Rebecca Cheptegei (born 22 February 1991) is a female Ugandan long distance and marathon athlete. Rebecca Cheptegei is set to represent Uganda in the 2024 Summer Olympics in Paris in the women's marathon.

Background 
Rebecca Cheptegei is a Uganda and was born on 22 February 1991.

Sporting career 
Rebecca Cheptegei is an athelete with athlete code 14413309. Cheptegei has been racing since 2010 to present and is set to participate in the 2024 Summer Olympics in Paris.

Rebecca Cheptegei in 2010 
She finished 15th in the U20 race in the 38th IAAF World Cross Country Championships, Myslecinek Park, Bydgoszcz. Cheptegei in May won the 1500m race in München Pfingstmeeting, München, Germany before going on to finish 9th in the 800m race at Rehlingen Pfingstsportfest, Rehlingen 2 days later. She would also participate in the Regensburg Sparkassen-Gala, Regensburg in the 1500m race where she finished 15th. Cheptegei also participated in the Janusz Kusociński Memorial, Warszawa 1500m race finishing 10th. She would finish the year off winning the Kampala 10 km race in Kampala, Uganda.

Rebecca Cheptegei in 2011 
She started the year off finishing 55th in the senior race final at the 39th IAAF World Cross Country Championships, Punta Umbria. Cheptegei came 2nd at the Madrid Half Marathon in Madrid. She would later finish 3rd in the Camargo Spanish 10 km Road Running Championships, Camargo. Rebecca then participated in the Rio de Janeiro CISM Military World Games, Rio de Janeiro representing the Uganda People's Defense Forces where she finished 3rd in the 1500m race. Rebecca Cheptegei would also finish 5th in the 1500m at the Kampala Ugandan Championships, Kampala. She would 2nd in the Cantalejo Half Marathon, Cantalejo before finishing off 10th at the 10 km race at the Lisboa Sao Silvestre da Amadora, Lisboa

Rebecca Cheptegei in 2013 
She finished 68th in the senior race at the 40th IAAF World Cross Country Championships, Myslecinek Park, Bydgoszcz. she also won the 47th running of the 'Cross Internacional Ciutat de Granollers'. she would conclude the year winning the 10KM in Crevillente San Silvestre, Crevillente.

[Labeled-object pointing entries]

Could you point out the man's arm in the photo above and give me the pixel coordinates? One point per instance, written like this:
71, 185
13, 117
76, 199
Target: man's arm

Jobs:
**a.** In the article on Rebecca Cheptegei, substitute "women's 10,000 meters" for "women's marathon" and write out the passage starting with "Rebecca Cheptegei (born" and going on through "the women's marathon.".
**b.** According to the article on Rebecca Cheptegei, what place did she take at the Madrid Half Marathon?
**c.** List every race that the article on Rebecca Cheptegei says she won.

Answers for this exercise:
**a.**
Rebecca Cheptegei (born 22 February 1991) is a female Ugandan long distance and marathon athlete. Rebecca Cheptegei is set to represent Uganda in the 2024 Summer Olympics in Paris in the women's 10,000 meters.

**b.** 2nd

**c.**
- The 1500m race at München Pfingstmeeting, München, Germany (2010)
- The Kampala 10 km race in Kampala, Uganda (2010)
- The 47th running of the 'Cross Internacional Ciutat de Granollers' (2013)
- The 10KM in Crevillente San Silvestre, Crevillente (2013)